AIM A =>
Name every day of the week that the forum thread about asking a girl on a date mentions.
AIM B =>
Extend the forum thread about asking a girl on a date, picking up after its final post.

ARTICLE =>
____________________

And I don't get why everyone here is saying stuff like "it's a recipe for disaster". You don't know me. If she turns me down, I will take it like a man, and move on with my life. And I am not going to then just ignore this girl forever. I can live with the fact that she likes me, just not in a romantic, relationshippy way. I will go find someone else.

 

All good.

 

Hugh, you seem like a good guy. If you just be a little more assertive with your language and actions -- using words like date and making romantic interest clear, attempting some sort of a move, etc -- I think you will be better off; if not with this girl, then with another.

 

Just don't overthink it!

Posted
Well, that kind of response makes me think I wouldn't even want to be friends with you. :cool:

 

you don't want to be friends with this girl you're not-chasing either. you want to f*ck her brains out and be on the receiving end of many blowjobs in your near future.

 

but you're not going to get any of that.

  • Author
Posted
A wednesday night invite to a sunday night date... NO

 

I hope you read this, if its to late and she said no ask her out again today for tonight or tomorrow night... or Friday night if none of those work.

 

Don't be so intent on getting her back to you place. I mean if you do get her back to your place a lot can happen... but you need to make the moves. You know hold her hand... touch her arm... kiss her on the lips not the cheek.

 

Sunday night is just a bad night for Dating. Its so far away. If things go well on a date tonight you can ask her out again for sunday night if there is something special about that.

 

Ask her out in person if you can. Obviously phone is fine if you can't. Also if you get a date with her tonight don't let it end with out making moves and trying to set up another date.

I will be calling her tonight. It would be too awkward for both of us if I did it during work.

 

When I ask her, I will ask her what her schedule is for the weekend. That way, it shows I have an idea of WHEN to go, but I am also flexible if she has plans for one of those nights already.

 

At this point, I am done looking for advice. I have heard about 20 different opinions on what I should do next, but it's time for me to just do it and get it done.

  • Like 1
Posted (edited)

I'll call her tomorrow night. A Wednesday night invite to a Sunday night date? I don't see anything wrong with that.

Well, I do. Friday and Saturday are the date nights, not Sunday. Asking her out for Sunday is a mixed signal that will only confuse her. Do you want to make a clear move or not?

Edited by PlumPrincess
  • Author
Posted

The reasoning behind Sunday is, the show we watched together is on that night. She hasn't seen last weeks episode yet, so I thought she would like to catch up on it. Alright then, I will ask her if Saturday night works.

Posted
No. Although I am going out with a friend of mine on Friday night to try and FIND some prospects.

 

And I don't get why everyone here is saying stuff like "it's a recipe for disaster". You don't know me. If she turns me down, I will take it like a man, and move on with my life. And I am not going to then just ignore this girl forever. I can live with the fact that she likes me, just not in a romantic, relationshippy way. I will go find someone else.

____________________

Location identification entries =>
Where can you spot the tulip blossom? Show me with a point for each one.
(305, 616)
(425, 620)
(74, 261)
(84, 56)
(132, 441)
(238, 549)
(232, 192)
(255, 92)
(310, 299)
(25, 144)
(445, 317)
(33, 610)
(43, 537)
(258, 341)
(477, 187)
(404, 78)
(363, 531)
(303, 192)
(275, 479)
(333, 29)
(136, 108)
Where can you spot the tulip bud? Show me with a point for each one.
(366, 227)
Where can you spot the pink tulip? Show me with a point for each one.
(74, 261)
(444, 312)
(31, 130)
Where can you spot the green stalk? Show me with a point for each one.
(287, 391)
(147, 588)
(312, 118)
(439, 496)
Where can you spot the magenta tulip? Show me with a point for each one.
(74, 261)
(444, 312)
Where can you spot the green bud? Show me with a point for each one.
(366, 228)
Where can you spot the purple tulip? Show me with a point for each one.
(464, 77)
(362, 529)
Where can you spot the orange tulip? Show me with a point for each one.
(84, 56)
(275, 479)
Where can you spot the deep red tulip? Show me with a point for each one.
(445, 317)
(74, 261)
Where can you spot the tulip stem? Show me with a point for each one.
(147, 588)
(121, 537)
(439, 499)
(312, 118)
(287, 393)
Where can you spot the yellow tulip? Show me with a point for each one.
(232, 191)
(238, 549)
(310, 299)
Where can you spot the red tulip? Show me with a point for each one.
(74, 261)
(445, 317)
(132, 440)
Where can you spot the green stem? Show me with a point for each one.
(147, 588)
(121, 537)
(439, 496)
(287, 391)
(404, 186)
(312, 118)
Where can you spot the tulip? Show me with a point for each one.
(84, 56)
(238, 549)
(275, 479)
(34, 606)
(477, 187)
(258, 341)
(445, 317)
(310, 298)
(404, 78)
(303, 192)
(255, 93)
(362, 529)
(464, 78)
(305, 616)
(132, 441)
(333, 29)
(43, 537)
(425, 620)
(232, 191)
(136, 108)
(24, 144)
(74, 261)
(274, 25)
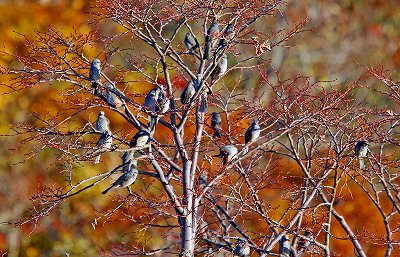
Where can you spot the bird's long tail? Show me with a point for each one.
(361, 162)
(97, 160)
(108, 189)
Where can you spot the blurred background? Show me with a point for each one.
(342, 36)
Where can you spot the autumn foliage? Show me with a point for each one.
(301, 174)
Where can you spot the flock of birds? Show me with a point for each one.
(156, 104)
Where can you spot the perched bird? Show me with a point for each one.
(124, 180)
(203, 107)
(361, 151)
(150, 104)
(140, 138)
(228, 35)
(95, 75)
(220, 68)
(112, 98)
(253, 132)
(212, 33)
(306, 244)
(162, 101)
(188, 93)
(226, 153)
(128, 159)
(162, 106)
(242, 248)
(284, 247)
(216, 123)
(203, 180)
(104, 143)
(190, 42)
(102, 123)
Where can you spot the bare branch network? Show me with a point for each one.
(292, 153)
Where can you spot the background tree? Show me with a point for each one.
(300, 174)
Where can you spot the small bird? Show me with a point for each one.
(161, 107)
(203, 180)
(150, 104)
(304, 245)
(104, 143)
(112, 98)
(242, 248)
(203, 107)
(228, 35)
(227, 153)
(140, 138)
(284, 246)
(162, 101)
(102, 123)
(95, 75)
(220, 68)
(216, 123)
(128, 158)
(125, 180)
(361, 151)
(253, 132)
(212, 32)
(190, 42)
(188, 93)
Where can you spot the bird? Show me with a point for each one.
(150, 104)
(220, 68)
(226, 153)
(306, 244)
(242, 248)
(188, 93)
(128, 158)
(361, 151)
(212, 32)
(228, 35)
(112, 98)
(253, 132)
(141, 138)
(216, 123)
(150, 101)
(190, 42)
(125, 180)
(161, 107)
(203, 180)
(102, 123)
(284, 247)
(203, 107)
(95, 75)
(162, 101)
(104, 143)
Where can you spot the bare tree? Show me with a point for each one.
(290, 181)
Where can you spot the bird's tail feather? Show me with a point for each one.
(361, 162)
(106, 191)
(97, 160)
(217, 133)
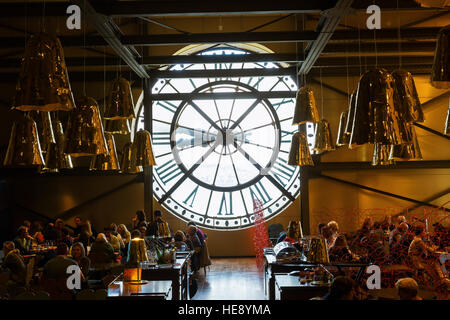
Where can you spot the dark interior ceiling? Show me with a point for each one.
(313, 36)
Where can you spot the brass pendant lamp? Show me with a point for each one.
(120, 101)
(376, 118)
(305, 107)
(323, 140)
(84, 133)
(143, 147)
(447, 121)
(43, 81)
(381, 155)
(64, 160)
(128, 160)
(120, 126)
(440, 73)
(299, 154)
(409, 109)
(45, 130)
(343, 136)
(405, 152)
(106, 162)
(24, 149)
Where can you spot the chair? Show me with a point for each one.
(274, 231)
(86, 294)
(42, 295)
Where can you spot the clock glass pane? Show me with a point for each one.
(217, 154)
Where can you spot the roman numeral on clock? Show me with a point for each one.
(226, 205)
(257, 191)
(168, 171)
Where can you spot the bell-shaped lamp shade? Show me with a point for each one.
(24, 149)
(409, 109)
(45, 130)
(84, 133)
(43, 80)
(143, 148)
(405, 152)
(52, 161)
(106, 162)
(120, 126)
(381, 155)
(299, 154)
(323, 140)
(376, 118)
(65, 161)
(128, 160)
(305, 107)
(343, 136)
(440, 73)
(120, 101)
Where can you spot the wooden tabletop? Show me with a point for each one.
(120, 288)
(391, 294)
(286, 281)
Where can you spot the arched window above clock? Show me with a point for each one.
(221, 142)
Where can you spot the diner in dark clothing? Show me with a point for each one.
(13, 264)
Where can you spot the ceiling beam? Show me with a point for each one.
(327, 26)
(234, 37)
(195, 8)
(369, 47)
(108, 31)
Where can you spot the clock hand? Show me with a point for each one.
(250, 109)
(204, 115)
(190, 171)
(261, 170)
(265, 125)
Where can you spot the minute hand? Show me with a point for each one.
(246, 113)
(190, 171)
(261, 170)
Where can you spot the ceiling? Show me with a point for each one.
(308, 35)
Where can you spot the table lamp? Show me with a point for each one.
(137, 253)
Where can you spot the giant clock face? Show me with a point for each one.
(216, 156)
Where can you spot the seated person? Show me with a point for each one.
(66, 238)
(340, 252)
(23, 240)
(14, 264)
(407, 289)
(102, 253)
(159, 228)
(292, 232)
(423, 255)
(54, 276)
(79, 255)
(180, 241)
(112, 239)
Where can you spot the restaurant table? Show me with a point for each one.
(178, 273)
(391, 294)
(290, 288)
(150, 290)
(272, 266)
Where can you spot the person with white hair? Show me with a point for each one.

____________________

EXERCISE RESPONSE A =>
Wednesday, Sunday, Friday, Saturday

EXERCISE RESPONSE B =>
This is the problem with giving dating advice: people only wanna hear positive things, even be given false hopes than hear negative things that could be the truth. Hugh has been brushing aside all the negatives and saying, "You don't know me." But he hasn't been so brusque to all the positive opinions. How come he doesn't say, "You don't know me" when people give him positive opinions? It's because he only wants to hear the positive and act as if the negative opinions don't involve him in any way. That's a recipe for failure. It's also one of the reasons why people become jaded when it comes to giving advice.

Posted
This is the problem with giving dating advice: people only wanna hear positive things, even be given false hopes than hear negative things that could be the truth. Hugh has been brushing aside all the negatives and saying, "You don't know me." But he hasn't been so brusque to all the positive opinions. How come he doesn't say, "You don't know me" when people give him positive opinions? It's because he only wants to hear the positive and act as if the negative opinions don't involve him in any way. That's a recipe for failure. It's also one of the reasons why people become jaded when it comes to giving advice.

 

Depends on the person. I sought dating advice from another site not long ago, and the stuff people provided to me was pretty helpful. I've spread some of that same 'wisdom' around here.

 

But yes ... in this case a lot of guys have been where Hugh is and know the chances for a storybook ending are not good. But he's gonna see it through to the end.

 

And as much as I want to save the guy heartbreak, I'm kind of interested to see how it turns out now. :lmao:

Posted
Depends on the person. I sought dating advice from another site not long ago, and the stuff people provided to me was pretty helpful. I've spread some of that same 'wisdom' around here.

 

But yes ... in this case a lot of guys have been where Hugh is and know the chances for a storybook ending are not good. But he's gonna see it through to the end.

 

And as much as I want to save the guy heartbreak, I'm kind of interested to see how it turns out now. :lmao:

Yeah I've already been where he is going. And I have threads all over the place detailing my misadventures.

 

I wish him luck.

Posted
Depends on the person. I sought dating advice from another site not long ago, and the stuff people provided to me was pretty helpful. I've spread some of that same 'wisdom' around here.

 

But yes ... in this case a lot of guys have been where Hugh is and know the chances for a storybook ending are not good. But he's gonna see it through to the end.

 

And as much as I want to save the guy heartbreak, I'm kind of interested to see how it turns out now. :lmao:

 

Yeah I've already been where he is going. And I have threads all over the place detailing my misadventures.

 

I wish him luck.

I look at it differently. He's 27, never had a gf, and obviously inexperienced. He should be looking to get a real gf and gain experience as quick as he can instead of wasting his time seeing something that has no potential to the end.

 

He's 27. 30 is around 2 and a half years. "Time flies" is a cliched term but it's true. I experienced the stuff he's going through when I was around 22. 22 yrs old feels like yesterday. It took me a few years to truly understand how I should and shouldn't make mistakes. So imagine Hugh at 30 or over and he's finally learning not to deal with women who waste his time. That would suck.

 

This might seem harsh, but a man over 25 yrs old who lets himself be friendzoned should be ashamed of himself. A guy over 25 needs to stop pining over broads that don't show respect and genuine interest. The longer Hugh waits to get into a real relationship and gain experience from dating, the harder it will be for him in the future.

Posted

I never said he wasn't wasting his time.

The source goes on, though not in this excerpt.